> Brief: Could you print out every entry, character for character?

=== Records shown ===

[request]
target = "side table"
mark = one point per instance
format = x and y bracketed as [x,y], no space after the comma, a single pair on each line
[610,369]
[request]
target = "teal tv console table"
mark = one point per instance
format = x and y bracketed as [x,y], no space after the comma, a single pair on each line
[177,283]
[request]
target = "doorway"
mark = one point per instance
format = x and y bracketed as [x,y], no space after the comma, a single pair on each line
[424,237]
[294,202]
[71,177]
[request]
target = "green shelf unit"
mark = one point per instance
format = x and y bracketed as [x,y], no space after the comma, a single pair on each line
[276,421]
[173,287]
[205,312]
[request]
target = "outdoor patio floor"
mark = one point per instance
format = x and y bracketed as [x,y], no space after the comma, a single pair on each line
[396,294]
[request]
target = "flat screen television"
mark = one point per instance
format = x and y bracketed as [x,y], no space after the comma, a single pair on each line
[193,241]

===

> Result for this task:
[request]
target = "side table"
mark = one point per instance
format = x and y bracketed as [x,y], no space after the comma, a single pair on each line
[610,369]
[request]
target = "teal tv console table"
mark = one point per instance
format = x and y bracketed as [x,y], no space after the comma, a single pair on each line
[177,283]
[request]
target = "doorway"
mark = one point per instance
format = x and y bracketed as [x,y], no space after the comma, a single pair on each line
[424,237]
[294,202]
[71,177]
[request]
target = "green shelf unit"
mark = one point per instance
format = x and y bracketed as [x,y], no space after the comma, a single pair on each line
[276,421]
[173,287]
[205,312]
[request]
target = "outdoor patio floor"
mark = one point per instance
format = x and y bracketed as [x,y], no space after the comma, a single pair on each line
[396,294]
[request]
target = "flat screen television"
mark = one point per instance
format = x and y bracketed as [x,y], no space after the comma, a single pair on each line
[193,241]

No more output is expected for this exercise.